### Task directions
Return only the lines starting at the line that contains "snow-covered shrub, one" and ending with the final line of the listing; include both endpoints.
________
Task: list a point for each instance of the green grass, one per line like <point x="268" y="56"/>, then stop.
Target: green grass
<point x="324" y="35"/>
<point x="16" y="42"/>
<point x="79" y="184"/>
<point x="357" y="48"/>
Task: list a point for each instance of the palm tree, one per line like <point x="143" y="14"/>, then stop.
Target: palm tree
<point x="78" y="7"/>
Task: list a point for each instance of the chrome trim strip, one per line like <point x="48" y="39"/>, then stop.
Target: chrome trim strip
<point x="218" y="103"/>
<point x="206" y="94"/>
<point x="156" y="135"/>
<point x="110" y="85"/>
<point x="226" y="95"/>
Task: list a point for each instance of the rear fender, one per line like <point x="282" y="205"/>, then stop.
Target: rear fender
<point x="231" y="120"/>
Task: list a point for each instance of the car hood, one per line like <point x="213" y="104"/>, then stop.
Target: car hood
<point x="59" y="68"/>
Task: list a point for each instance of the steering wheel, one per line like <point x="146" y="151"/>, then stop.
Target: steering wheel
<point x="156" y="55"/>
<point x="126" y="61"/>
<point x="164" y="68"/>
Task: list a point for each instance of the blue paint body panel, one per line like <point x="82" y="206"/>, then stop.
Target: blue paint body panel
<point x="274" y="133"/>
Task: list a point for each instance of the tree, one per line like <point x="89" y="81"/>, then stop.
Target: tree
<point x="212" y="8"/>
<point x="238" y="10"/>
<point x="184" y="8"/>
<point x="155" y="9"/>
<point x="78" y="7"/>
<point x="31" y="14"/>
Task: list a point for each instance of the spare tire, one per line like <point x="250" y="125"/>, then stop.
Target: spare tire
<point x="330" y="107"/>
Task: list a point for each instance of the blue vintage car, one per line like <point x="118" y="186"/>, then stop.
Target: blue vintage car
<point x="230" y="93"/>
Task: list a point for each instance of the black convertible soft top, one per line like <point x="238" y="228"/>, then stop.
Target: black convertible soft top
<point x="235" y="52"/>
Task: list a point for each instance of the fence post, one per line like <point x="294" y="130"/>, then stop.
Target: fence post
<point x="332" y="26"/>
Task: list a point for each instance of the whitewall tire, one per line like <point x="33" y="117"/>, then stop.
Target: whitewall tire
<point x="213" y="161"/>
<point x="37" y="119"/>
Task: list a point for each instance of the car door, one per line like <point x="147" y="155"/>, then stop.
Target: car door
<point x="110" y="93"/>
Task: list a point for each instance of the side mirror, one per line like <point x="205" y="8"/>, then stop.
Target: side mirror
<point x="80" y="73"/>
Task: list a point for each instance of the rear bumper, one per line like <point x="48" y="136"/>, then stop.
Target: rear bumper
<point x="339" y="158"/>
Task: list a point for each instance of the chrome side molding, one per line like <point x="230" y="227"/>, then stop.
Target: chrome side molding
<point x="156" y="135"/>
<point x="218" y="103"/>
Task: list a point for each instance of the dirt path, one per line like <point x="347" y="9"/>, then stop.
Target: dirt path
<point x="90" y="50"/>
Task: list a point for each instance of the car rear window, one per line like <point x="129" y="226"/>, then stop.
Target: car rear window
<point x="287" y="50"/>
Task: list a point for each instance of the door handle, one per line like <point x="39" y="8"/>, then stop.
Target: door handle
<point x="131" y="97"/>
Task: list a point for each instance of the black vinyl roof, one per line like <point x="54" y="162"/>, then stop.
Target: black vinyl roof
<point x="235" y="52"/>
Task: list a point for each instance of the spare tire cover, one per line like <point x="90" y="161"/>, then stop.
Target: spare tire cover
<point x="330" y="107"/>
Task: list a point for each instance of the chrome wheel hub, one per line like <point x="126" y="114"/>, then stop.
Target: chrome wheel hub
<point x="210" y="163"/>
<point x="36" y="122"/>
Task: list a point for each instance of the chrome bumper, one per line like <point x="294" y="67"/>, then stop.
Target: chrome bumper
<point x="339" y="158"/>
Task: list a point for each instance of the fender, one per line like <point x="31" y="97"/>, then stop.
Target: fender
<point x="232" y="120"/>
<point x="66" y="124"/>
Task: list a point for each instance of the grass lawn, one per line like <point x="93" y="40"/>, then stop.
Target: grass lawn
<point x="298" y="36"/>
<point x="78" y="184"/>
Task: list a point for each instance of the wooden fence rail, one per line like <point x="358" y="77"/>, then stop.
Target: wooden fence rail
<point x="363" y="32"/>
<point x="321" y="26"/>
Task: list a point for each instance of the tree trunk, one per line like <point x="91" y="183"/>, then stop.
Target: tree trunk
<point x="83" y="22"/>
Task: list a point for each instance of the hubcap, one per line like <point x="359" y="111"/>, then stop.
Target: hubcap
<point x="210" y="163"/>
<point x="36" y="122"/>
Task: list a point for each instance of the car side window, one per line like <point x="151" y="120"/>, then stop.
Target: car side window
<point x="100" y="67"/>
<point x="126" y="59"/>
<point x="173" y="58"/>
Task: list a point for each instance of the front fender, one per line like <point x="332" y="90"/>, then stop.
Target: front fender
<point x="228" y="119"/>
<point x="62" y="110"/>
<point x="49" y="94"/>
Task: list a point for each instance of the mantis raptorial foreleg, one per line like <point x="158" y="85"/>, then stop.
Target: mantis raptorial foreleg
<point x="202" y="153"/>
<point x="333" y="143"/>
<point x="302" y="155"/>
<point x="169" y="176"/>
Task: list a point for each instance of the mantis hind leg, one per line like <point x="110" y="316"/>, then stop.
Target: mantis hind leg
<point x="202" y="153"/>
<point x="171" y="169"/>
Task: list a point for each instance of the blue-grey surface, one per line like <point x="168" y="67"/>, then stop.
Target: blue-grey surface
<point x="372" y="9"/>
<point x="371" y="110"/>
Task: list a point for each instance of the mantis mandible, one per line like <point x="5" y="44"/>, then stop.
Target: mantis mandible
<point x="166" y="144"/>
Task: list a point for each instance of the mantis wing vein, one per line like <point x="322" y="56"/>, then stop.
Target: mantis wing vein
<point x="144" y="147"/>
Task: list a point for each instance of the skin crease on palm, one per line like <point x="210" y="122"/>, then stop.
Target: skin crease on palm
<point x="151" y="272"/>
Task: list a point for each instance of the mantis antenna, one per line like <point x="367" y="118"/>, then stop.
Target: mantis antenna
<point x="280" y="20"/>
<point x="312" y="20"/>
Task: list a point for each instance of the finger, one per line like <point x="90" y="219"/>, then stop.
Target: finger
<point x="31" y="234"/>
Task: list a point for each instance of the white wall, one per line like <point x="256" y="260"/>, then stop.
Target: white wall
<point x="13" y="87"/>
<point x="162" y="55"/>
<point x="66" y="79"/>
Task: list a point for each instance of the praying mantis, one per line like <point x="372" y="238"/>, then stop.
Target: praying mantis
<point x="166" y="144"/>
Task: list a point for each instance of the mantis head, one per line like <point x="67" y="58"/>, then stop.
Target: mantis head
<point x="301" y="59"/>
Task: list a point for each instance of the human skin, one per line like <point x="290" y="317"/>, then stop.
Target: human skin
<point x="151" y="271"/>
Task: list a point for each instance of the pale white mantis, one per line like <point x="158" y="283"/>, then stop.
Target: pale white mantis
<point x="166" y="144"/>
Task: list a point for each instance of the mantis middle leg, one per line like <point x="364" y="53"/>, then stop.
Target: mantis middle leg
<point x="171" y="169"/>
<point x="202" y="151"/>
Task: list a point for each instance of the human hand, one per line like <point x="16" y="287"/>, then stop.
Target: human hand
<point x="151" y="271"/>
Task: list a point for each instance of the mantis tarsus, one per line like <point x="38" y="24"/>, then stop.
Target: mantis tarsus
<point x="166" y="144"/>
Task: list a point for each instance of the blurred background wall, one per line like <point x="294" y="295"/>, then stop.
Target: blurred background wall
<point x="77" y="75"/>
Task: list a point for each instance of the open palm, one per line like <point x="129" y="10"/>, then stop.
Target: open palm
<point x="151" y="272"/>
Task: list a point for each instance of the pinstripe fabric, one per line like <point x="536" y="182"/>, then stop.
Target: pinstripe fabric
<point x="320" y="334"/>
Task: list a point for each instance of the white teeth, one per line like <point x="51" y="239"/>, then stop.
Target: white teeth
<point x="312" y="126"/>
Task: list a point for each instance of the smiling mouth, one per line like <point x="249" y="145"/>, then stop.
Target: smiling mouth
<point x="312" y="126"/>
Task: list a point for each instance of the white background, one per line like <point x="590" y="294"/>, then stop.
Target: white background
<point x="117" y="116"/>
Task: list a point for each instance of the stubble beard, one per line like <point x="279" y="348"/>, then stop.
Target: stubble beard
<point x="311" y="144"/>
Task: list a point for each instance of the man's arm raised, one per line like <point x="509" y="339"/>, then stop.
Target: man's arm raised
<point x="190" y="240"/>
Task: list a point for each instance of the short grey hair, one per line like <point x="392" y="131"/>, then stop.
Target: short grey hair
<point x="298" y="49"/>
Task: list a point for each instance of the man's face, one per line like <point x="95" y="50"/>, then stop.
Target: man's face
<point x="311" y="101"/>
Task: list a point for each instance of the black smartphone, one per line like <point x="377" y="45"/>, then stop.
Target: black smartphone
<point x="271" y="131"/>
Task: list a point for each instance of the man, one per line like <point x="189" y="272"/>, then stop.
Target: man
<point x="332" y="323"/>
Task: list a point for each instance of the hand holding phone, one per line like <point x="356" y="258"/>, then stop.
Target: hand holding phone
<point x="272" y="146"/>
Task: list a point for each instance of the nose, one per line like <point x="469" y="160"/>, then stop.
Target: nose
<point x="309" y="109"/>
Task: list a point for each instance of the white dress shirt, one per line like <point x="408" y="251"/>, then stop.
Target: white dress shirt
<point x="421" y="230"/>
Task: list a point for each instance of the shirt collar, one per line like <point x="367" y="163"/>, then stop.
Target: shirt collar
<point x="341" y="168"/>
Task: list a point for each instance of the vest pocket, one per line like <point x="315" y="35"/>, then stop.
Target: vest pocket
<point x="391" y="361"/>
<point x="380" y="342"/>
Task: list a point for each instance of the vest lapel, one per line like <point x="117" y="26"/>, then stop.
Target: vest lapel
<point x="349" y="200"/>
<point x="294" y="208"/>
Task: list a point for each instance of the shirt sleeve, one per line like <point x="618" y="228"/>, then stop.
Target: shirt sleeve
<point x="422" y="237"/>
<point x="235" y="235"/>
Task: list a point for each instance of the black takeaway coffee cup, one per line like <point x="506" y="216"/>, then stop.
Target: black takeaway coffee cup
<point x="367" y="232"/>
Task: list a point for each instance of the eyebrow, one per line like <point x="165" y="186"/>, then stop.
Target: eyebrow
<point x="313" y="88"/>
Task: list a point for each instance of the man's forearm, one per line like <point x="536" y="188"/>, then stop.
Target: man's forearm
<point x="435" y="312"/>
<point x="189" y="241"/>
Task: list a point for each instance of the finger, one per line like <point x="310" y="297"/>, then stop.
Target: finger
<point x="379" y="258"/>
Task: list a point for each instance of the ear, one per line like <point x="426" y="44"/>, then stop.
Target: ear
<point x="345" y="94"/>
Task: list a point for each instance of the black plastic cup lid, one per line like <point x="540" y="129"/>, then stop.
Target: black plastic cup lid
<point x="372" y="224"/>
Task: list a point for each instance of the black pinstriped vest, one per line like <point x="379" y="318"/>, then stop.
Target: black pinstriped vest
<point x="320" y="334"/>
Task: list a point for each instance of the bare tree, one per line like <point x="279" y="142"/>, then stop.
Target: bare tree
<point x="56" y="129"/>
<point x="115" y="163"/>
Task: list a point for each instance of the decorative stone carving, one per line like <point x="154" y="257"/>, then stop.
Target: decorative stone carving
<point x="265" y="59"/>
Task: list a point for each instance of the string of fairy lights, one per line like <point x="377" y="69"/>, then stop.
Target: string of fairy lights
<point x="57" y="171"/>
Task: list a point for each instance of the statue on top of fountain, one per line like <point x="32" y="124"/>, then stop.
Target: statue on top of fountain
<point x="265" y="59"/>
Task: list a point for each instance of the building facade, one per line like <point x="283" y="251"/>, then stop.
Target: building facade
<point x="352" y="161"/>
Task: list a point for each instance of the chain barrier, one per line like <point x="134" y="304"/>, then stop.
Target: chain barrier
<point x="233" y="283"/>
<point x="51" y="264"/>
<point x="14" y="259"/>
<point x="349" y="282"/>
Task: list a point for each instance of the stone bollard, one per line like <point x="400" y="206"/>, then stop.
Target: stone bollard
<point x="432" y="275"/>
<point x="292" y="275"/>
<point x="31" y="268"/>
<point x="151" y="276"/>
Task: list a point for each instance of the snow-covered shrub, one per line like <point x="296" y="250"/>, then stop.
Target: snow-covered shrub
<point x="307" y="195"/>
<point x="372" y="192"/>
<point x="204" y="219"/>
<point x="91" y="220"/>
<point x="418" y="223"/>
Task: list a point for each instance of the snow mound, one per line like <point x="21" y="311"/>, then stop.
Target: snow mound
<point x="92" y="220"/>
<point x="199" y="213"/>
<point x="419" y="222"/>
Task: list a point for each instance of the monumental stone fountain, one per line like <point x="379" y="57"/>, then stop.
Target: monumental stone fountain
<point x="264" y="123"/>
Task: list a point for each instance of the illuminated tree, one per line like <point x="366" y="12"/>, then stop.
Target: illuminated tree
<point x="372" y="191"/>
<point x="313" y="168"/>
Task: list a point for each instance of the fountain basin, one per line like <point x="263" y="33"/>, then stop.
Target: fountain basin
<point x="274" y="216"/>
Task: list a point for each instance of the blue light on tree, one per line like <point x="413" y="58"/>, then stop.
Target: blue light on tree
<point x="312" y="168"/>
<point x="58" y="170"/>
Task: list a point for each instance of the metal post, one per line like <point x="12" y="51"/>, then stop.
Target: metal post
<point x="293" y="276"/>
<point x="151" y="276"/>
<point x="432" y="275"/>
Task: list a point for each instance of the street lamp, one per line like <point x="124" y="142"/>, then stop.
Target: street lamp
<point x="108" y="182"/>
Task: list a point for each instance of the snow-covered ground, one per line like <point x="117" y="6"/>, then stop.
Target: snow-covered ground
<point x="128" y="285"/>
________
### Written reply
Task: list a point for each instance of the snow-covered shrub, one per line like <point x="296" y="250"/>, then stop.
Target: snow-covered shrub
<point x="307" y="195"/>
<point x="372" y="192"/>
<point x="204" y="219"/>
<point x="91" y="220"/>
<point x="418" y="223"/>
Task: list a point for each instance of the snow mound, one per line like <point x="21" y="311"/>, then stop.
Target: snow mound
<point x="92" y="220"/>
<point x="199" y="213"/>
<point x="419" y="222"/>
Task: list a point for each instance of the monumental stone fountain, one per line like <point x="379" y="57"/>, then stop.
Target: monumental stone fountain
<point x="264" y="123"/>
Task: list a point for each instance of the illuminated tree, one per line like <point x="366" y="12"/>, then stop.
Target: illuminated tree
<point x="372" y="191"/>
<point x="313" y="168"/>
Task: list a point for each instance of the fountain basin, one per line like <point x="263" y="33"/>, then stop.
Target: fountain basin
<point x="274" y="216"/>
Task: list a point for each instance of the blue light on tree, one per line like <point x="413" y="58"/>, then stop.
Target: blue light on tree
<point x="312" y="168"/>
<point x="58" y="170"/>
Task: list a point for each instance of the metal post, one per line like <point x="12" y="51"/>, then stop.
Target: metal post
<point x="293" y="276"/>
<point x="151" y="276"/>
<point x="432" y="275"/>
Task: list a point for each instance of the street lamp, one per line like <point x="124" y="142"/>, then stop.
Target: street lamp
<point x="108" y="182"/>
Task: list a point for each instance of the snow-covered ground, one per line like <point x="117" y="6"/>, then stop.
Target: snow-covered ground
<point x="128" y="285"/>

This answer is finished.